Work instructions
Rewrite the lines below as a numbered list, skipping any blank lines and leaving out the pictures.

Given entries

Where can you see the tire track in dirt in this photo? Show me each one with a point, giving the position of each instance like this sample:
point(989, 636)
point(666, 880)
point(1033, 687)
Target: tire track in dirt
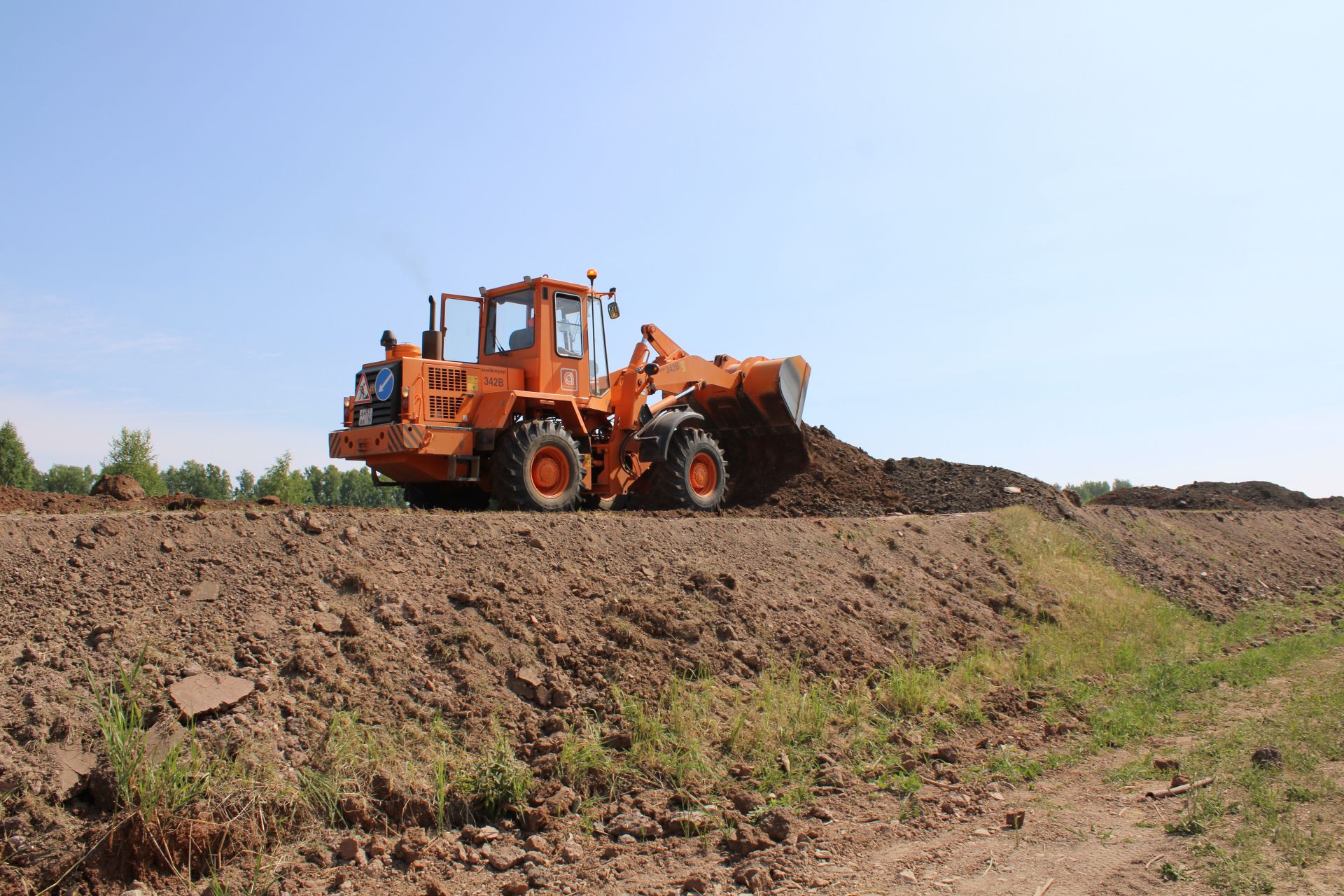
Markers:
point(1082, 833)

Solution for this exercise
1. Where can you see the tire track in dirt in this photo? Show me each one with a point, giving the position of each instance like this sample:
2. point(989, 636)
3. point(666, 880)
4. point(1033, 687)
5. Target: tire track in dirt
6. Markers:
7. point(1082, 833)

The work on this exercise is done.